PASSAGE PROVIDED Start Marker

Why a Business Plan is important for your small business.
Today’s small business owners find themselves navigating unprecedented and unchartered business waters. The Global Covid Pandemic (“GCP”) caught most businesses by surprise and created unplanned business, economic and political conditions. A search for a precedent business case study to use as a reliable roadmap forward may be futile. Some businesses and “essential” industries fared well by following their current business models and have enjoyed high demand for their products and services. However, far too many others found their historical business models were no longer viable and functional and their products and services were no longer in demand or accessible in the marketplace. As it became clear that the GCP would not be short-term in its duration, business leaders were faced with the need to reimagine or pivot their businesses in order to survive. Those businesses that regularly operated with a formal annual Business Plan and a deep knowledge of and relationships with their customer base were best positioned to Pivot or Change.
It is estimated that only 33% of Small Businesses have a formal Business Plan. An even smaller percentage of those businesses also have Contingency Plans ready for use to offset unforeseen threats to their businesses. The best Contingency Plans might be helpful for 6-12 months but are more about weathering a storm and less likely to be long-term solutions. The GCP created extended and highly disruptive conditions challenging business owners to pivot and adapt to a new environment that altered “normal” and we are still not settled as to what the “new normal” will look like.
Small Businesses, (less than or equal to 500 employees) account for 99.7% of all businesses in the US. A full 89% of small businesses have 20 or fewer employees. They are the bedrock of our society both economically and socially. It is imperative to our collective futures that small businesses are supported, continue to facilitate the American dream, and succeed. They are often founder or owner-driven with loyal customer and supplier relationships developed through years of hard work and commitment. The history and leadership of these businesses is often characterized by grit and persistence and perhaps even some long-term goals.
While small businesses lack the financial and human resources of larger corporations, they often have the advantage of being more nimble and community focused leading to better actual customer engagement. At the same time, small businesses are often far less able to withstand severe economic swings as they lack the financial resources and staying power. Small business owners are “driving” their businesses and in order to succeed they require as clear a view of the road ahead, as is possible. They need heightened instincts and predictability inside their businesses as well as at the customer level. This can be accomplished through a solid and formal Business Plan each year supported by a clear vision, goals, employee roles, communication, and constant review. Additionally, small businesses need to have ready a Contingency Plan or Plan B that can be acted upon when conditions develop which materially alter their original Business Plan. This will serve to both weather a storm and also provide critical time to reimagine or prepare a Pivot or Change strategy for your business. In summary, small businesses that Plan and Organize as a regular practice and habit will have higher internal expectations and rates of success.

PASSAGE PROVIDED End Marker
RECORD EXCERPTS Start Marker

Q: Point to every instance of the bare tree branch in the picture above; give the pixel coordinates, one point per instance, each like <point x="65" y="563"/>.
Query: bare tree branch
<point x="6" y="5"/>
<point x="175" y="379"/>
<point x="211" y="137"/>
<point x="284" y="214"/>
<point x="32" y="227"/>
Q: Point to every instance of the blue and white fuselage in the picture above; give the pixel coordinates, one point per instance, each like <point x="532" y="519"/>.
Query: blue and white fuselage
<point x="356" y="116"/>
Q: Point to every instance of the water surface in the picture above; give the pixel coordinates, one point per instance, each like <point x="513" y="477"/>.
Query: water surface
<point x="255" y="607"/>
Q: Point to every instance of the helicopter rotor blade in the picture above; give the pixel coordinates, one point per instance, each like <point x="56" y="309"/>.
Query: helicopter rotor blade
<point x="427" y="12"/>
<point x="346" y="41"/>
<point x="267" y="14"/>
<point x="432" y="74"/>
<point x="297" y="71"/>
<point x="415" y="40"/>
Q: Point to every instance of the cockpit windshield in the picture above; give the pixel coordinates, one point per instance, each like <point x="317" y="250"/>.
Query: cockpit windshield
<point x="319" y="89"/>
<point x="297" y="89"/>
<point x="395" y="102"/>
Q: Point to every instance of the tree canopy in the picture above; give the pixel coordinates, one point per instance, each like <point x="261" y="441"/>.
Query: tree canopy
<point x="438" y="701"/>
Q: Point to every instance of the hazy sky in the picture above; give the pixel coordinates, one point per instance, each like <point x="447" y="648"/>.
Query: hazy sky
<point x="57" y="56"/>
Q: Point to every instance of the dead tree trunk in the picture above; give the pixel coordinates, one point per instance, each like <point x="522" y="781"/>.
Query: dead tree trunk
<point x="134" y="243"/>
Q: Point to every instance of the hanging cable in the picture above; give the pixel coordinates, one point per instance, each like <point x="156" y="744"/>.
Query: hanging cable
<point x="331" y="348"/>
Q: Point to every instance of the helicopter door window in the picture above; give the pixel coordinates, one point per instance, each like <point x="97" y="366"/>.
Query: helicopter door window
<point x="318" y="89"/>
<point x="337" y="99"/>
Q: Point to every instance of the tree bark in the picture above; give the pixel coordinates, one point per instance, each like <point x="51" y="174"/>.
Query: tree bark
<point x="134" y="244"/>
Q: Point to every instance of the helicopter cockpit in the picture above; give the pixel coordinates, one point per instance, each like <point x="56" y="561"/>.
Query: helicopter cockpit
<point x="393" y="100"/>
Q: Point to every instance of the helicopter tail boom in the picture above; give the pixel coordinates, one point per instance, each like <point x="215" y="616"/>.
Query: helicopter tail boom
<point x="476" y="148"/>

RECORD EXCERPTS End Marker

*THINGS TO DO*
- a) Answer these from the business plan article:
(i) What share of small businesses is estimated to have a formal Business Plan?
(ii) What share of small businesses have 20 or fewer employees?
(iii) For how many months might the best Contingency Plans be helpful?
- b) Reproduce the business plan article word for word, from "It is estimated" up to and including "will look like.".
You can ignore the listing, since none of it is needed.

*RESULTS FOR EACH TASK*
- a)
(i) 33%
(ii) 89%
(iii) 6-12 months

- b)
It is estimated that only 33% of Small Businesses have a formal Business Plan. An even smaller percentage of those businesses also have Contingency Plans ready for use to offset unforeseen threats to their businesses. The best Contingency Plans might be helpful for 6-12 months but are more about weathering a storm and less likely to be long-term solutions. The GCP created extended and highly disruptive conditions challenging business owners to pivot and adapt to a new environment that altered “normal” and we are still not settled as to what the “new normal” will look like.